*Exercise*
Report back each line of the data that contains the word "below".

------ Data for this task

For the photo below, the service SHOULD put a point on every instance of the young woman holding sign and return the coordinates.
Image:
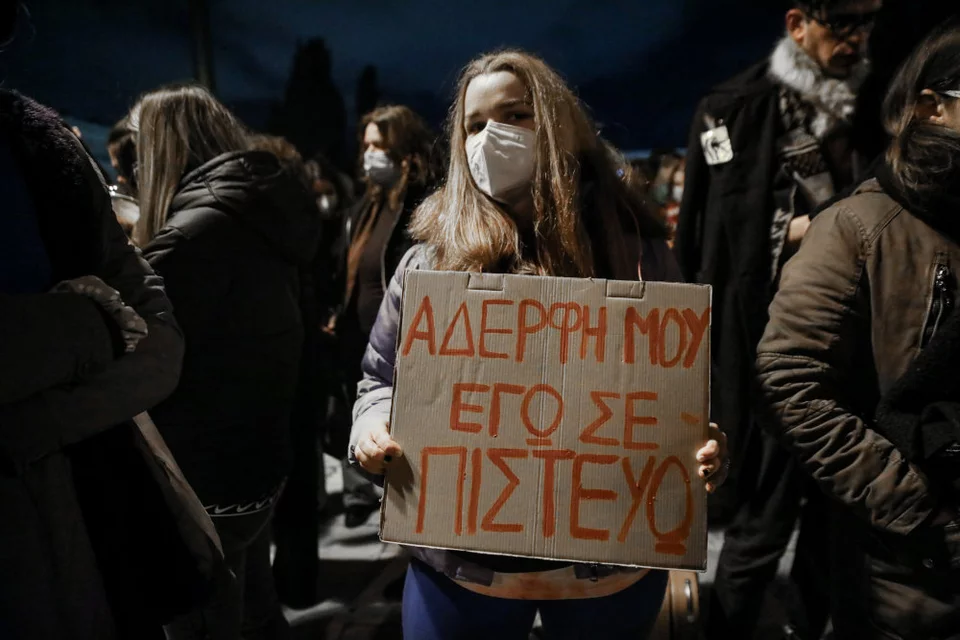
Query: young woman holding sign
(530, 189)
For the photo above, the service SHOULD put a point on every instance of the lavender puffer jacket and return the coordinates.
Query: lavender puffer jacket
(375, 392)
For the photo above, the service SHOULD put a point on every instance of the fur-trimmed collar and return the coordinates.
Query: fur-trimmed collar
(65, 186)
(833, 98)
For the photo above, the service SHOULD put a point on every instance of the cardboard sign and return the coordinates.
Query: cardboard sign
(551, 418)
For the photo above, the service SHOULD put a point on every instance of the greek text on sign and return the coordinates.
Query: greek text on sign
(551, 418)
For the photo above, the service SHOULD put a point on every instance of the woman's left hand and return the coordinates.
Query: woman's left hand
(713, 459)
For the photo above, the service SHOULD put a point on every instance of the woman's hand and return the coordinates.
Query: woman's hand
(131, 326)
(376, 448)
(713, 459)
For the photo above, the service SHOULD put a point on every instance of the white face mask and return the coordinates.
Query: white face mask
(327, 203)
(380, 168)
(677, 193)
(502, 158)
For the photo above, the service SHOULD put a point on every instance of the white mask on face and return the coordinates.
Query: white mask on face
(327, 203)
(502, 158)
(380, 168)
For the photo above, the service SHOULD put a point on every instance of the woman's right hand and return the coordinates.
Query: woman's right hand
(131, 327)
(376, 449)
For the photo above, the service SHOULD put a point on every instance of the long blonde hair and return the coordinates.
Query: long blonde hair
(467, 231)
(179, 128)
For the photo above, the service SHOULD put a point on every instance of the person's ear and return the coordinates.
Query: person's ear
(929, 108)
(797, 25)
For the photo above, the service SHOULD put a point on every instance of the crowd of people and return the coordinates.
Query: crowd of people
(179, 345)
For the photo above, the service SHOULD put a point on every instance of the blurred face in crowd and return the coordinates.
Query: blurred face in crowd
(834, 38)
(373, 139)
(940, 109)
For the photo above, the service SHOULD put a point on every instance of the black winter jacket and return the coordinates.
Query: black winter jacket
(239, 232)
(95, 540)
(723, 236)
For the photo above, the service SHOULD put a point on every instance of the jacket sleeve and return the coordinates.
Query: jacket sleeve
(696, 190)
(60, 416)
(68, 330)
(805, 363)
(375, 391)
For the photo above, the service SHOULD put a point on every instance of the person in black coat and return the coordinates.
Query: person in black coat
(766, 149)
(229, 230)
(100, 536)
(400, 169)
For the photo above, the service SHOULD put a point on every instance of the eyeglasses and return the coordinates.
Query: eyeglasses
(844, 25)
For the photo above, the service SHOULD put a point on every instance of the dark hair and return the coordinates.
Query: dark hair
(283, 150)
(122, 147)
(924, 157)
(406, 137)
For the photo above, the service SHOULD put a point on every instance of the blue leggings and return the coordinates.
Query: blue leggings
(437, 608)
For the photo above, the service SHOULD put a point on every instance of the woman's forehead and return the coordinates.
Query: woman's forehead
(490, 90)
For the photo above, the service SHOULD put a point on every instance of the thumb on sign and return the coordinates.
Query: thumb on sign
(375, 448)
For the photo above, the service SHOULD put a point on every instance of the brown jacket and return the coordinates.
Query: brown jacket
(850, 316)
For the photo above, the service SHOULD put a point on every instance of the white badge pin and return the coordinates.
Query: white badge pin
(717, 148)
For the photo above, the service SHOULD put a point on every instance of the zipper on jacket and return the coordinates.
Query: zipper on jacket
(941, 301)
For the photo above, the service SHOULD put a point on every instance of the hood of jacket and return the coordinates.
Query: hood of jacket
(252, 187)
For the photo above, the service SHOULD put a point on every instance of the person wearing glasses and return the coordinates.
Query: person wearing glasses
(767, 148)
(858, 366)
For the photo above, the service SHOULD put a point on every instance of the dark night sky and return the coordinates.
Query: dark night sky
(639, 64)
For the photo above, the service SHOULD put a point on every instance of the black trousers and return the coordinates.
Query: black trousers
(246, 604)
(776, 493)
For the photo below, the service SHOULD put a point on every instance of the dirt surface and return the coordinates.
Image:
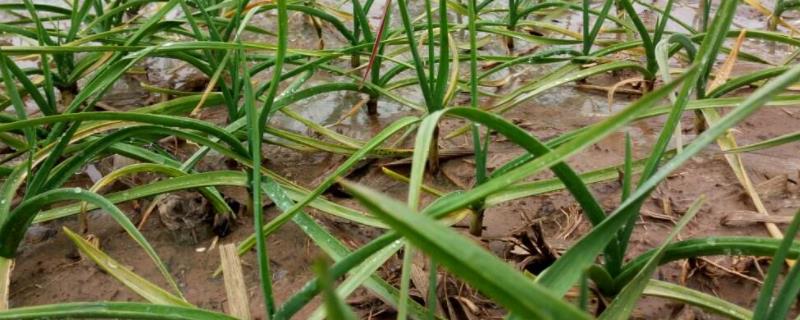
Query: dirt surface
(49, 269)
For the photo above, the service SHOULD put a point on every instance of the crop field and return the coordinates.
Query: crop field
(399, 159)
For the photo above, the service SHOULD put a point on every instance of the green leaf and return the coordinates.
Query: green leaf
(141, 286)
(622, 305)
(475, 265)
(110, 310)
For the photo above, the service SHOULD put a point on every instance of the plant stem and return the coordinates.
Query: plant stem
(5, 281)
(476, 225)
(433, 157)
(372, 105)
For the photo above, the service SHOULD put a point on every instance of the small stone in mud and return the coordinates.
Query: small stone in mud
(187, 214)
(38, 234)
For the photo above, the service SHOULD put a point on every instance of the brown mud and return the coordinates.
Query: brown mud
(49, 270)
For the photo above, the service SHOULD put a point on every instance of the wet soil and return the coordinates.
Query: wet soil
(48, 269)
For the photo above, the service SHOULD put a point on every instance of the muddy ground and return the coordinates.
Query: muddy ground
(49, 270)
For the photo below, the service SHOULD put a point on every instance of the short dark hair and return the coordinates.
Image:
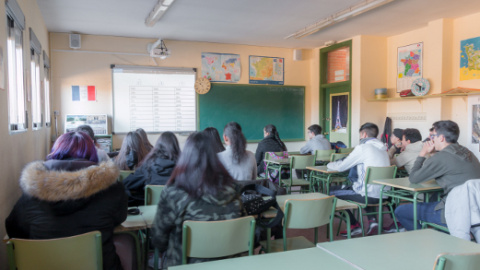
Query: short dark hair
(315, 129)
(448, 129)
(412, 135)
(371, 129)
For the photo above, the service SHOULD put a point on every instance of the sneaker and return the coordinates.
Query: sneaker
(393, 229)
(354, 230)
(372, 228)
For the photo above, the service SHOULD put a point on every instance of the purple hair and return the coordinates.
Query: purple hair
(74, 145)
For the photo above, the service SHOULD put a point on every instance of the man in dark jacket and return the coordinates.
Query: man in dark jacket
(451, 166)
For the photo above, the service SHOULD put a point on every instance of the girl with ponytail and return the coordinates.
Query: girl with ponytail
(239, 162)
(270, 143)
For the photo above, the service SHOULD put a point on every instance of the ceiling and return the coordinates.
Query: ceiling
(250, 22)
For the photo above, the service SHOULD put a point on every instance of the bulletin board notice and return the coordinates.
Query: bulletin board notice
(157, 99)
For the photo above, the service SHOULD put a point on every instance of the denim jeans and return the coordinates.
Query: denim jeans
(425, 212)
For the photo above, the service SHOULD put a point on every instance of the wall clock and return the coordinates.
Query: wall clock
(420, 87)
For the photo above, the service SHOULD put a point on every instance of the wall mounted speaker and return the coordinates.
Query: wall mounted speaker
(297, 55)
(75, 41)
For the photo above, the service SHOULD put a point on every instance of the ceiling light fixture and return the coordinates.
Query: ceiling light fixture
(343, 15)
(157, 12)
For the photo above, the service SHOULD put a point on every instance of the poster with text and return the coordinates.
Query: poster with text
(409, 65)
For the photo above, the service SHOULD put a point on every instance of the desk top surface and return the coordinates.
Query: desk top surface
(322, 169)
(408, 250)
(311, 258)
(404, 183)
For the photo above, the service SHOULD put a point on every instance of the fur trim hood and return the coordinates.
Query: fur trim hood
(38, 181)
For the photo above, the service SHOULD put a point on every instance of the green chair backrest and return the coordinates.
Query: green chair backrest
(80, 252)
(377, 173)
(324, 155)
(123, 175)
(152, 194)
(336, 157)
(457, 261)
(301, 162)
(307, 214)
(212, 239)
(345, 150)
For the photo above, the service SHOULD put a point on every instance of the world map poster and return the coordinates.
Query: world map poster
(220, 67)
(266, 70)
(470, 59)
(409, 65)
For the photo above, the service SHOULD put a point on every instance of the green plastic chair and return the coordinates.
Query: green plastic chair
(80, 252)
(324, 155)
(345, 150)
(298, 163)
(213, 239)
(152, 194)
(376, 173)
(304, 214)
(457, 261)
(124, 174)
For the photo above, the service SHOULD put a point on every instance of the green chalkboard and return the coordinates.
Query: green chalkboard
(254, 107)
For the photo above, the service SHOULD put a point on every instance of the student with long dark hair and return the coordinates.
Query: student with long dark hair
(200, 188)
(215, 137)
(133, 151)
(155, 169)
(239, 162)
(270, 143)
(70, 194)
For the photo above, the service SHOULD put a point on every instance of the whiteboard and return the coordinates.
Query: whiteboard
(156, 99)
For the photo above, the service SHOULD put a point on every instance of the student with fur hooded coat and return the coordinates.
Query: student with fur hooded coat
(70, 194)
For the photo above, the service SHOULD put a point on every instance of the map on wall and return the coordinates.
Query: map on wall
(470, 59)
(220, 67)
(409, 65)
(266, 70)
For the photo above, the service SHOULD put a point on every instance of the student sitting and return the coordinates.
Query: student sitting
(102, 155)
(451, 166)
(133, 151)
(143, 135)
(215, 138)
(239, 162)
(155, 169)
(317, 141)
(70, 194)
(371, 152)
(270, 143)
(200, 188)
(412, 145)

------------

*Exercise result*
For the photo below, the service SHOULD put a point on every instance of the young woman holding sign and return the coordinates.
For the photo below, the service SHOULD put a point on every instance of the dirt surface and return the coordinates.
For the photo below, the service SHOULD put a point on every instance of the short dark hair and return the coordinates.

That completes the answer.